Document text:
Valid children of a node are defined via the children directive, a name and the corresponding “production rule”. The production rule allows to specify sequences (using a space), alternatives (using a pipe “|”) and “interleaving” (using the ampersand “&”). The mentioned elements can be quantified using the standard * (0 to unlimited), + (1 to unlimited) and ? (0 or 1) multiplicity operators. This example technically defines two sequences “elements” and “attributes” that allow zero or more occurences of the respective entity:

grammar "ex4" {
  node "element" {
    prop "name" { string }
    children "elements" ::= element*
    children "attributes" ::= attribute*
  }
  node "attribute" {
    prop "name" { string }
    prop "value" { string }
  }
}

Property Restrictions

Children Restrictions

Example Grammar: XML

grammar "dxml" {
  node "element" {
    terminal "tag-open-begin" "<"
    prop "name" { string }
    children allowed "attributes" ::= attribute*
    terminal "tag-open-end" ">"
    children allowed "elements" ::= element* & text* & interpolate* & if*
    terminal "tag-close" "<ende/>"
  }
  node "attribute" {
    prop "name" { string }
    terminal "equals" "="
    terminal "quot-begin" "\""
    children allowed "value" ::= text* & interpolate*
    terminal "quot-end" "\""
  }
  node "text" {
    prop "value" { string }
  }
  node "interpolate" {
    children allowed "expr" ::= expr
  }
  node "if" {
    children allowed "condition" ::= expr
    children allowed "body" ::= element* & text* & interpolate* & if*
  }
  typedef "expr" ::= exprVar | exprConst | exprBinary
  node "exprVar" {
    prop "name" { string }
  }
  node "exprConst" {
    prop "name" { string }
  }
  node "exprBinary" {
    children allowed "lhs" ::= expr
    children allowed "operator" ::= binaryOperator
    children allowed "rhs" ::= expr
  }
  node "binaryOperator" {
    prop "operator" { string }
  }
}

Example Grammar: SQL

grammar "sql" {
  typedef "expression" ::= columnName | binaryExpression | constant | parameter | functionCall
  node "columnName" {
    prop "refTableName" { string }
    terminal "dot" "."
    prop "columnName" { string }
  }
  node "constant" {
    prop "value" { string }
  }
  node "parameter" {
    terminal "colon" ":"
    prop "name" { string }
  }
  node "functionCall" {
    prop "name" { string }
    terminal "paren-open" "("
    children sequence "arguments", between: "," ::= expression*
    terminal "paren-close" ")"
  }
  node "starOperator" {
    terminal "star" "*"
  }
  node "relationalOperator" {
    prop "operator" { string { enum "<" "<=" "=" ">=" ">" "LIKE" "NOT LIKE" } }
  }
  node "binaryExpression" {
    children sequence "lhs" ::= expression
    children sequence "operator" ::= relationalOperator
    children sequence "rhs" ::= expression
  }
  node "select" {
    terminal "keyword" "SELECT"

Data extract:
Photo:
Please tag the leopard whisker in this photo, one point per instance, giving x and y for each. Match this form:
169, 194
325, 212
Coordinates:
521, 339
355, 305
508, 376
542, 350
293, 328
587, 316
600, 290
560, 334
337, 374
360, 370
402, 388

...

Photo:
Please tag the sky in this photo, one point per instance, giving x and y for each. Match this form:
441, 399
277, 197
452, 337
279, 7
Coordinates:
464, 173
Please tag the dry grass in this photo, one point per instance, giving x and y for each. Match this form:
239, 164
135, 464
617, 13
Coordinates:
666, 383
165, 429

To be done:
1: Answer the following from the grammar-definition text:
(a) Which character marks interleaving in a production rule?
(b) In the XML example grammar, which three node types make up the typedef "expr"?
(c) In the SQL example grammar, which values does the enum for the "operator" property of "relationalOperator" list?
2: Carry on with the grammar-definition text, resuming right after its final line.

Answers for this exercise:
1:
(a) The ampersand, "&".
(b) exprVar, exprConst and exprBinary.
(c) "<", "<=", "=", ">=", ">", "LIKE" and "NOT LIKE".

2:
    prop? "distinct" { boolean }
    children allowed "columns", between: "," ::= expression* & starOperator?
  }
  node "delete" {
    terminal "keyword" "DELETE"
  }
  node "tableIntroduction" {
    prop "name" { string }
    prop? "alias" { string }
  }
  node "crossJoin" {
    children sequence "table" ::= tableIntroduction
  }
  node "innerJoinOn" {
    terminal "keyword" "INNER JOIN"
    children sequence "table" ::= tableIntroduction
    terminal "keywordOn" "ON"
    children sequence "on" ::= expression
  }
  node "innerJoinUsing" {
    terminal "keyword" "INNER JOIN"
    children sequence "table" ::= tableIntroduction
    terminal "keywordUsing" "USING"
    children sequence "using" ::= expression
  }
  typedef "join" ::= crossJoin | innerJoinUsing | innerJoinOn
  node "from" {
    terminal "keyword" "FROM"
    children sequence "tables", between: "," ::= tableIntroduction+
    children sequence "joins" ::= join*
  }
  node "whereAdditional" {
    prop "operator" { string { enum "and" "or" } }
    children sequence "expression" ::= expression
  }
  node "where" {
    terminal "keyword" "WHERE"
    children sequence "expressions" ::= sql.expression sql.whereAdditional*
  }
  node "groupBy" {
    terminal "keyword" "GROUP BY"
    children allowed "expressions", between: "," ::= sql.expression*
  }
  node "orderBy" {
    terminal "keyword" "ORDER BY"
    children allowed "expressions", between: "," ::= sql.expression*
  }
  node "querySelect" {
    children sequence "select" ::= select
    children sequence "from" ::= from
    children sequence "where" ::= where?
    children sequence "groupBy" ::= groupBy?
    children sequence "orderBy" ::= orderBy?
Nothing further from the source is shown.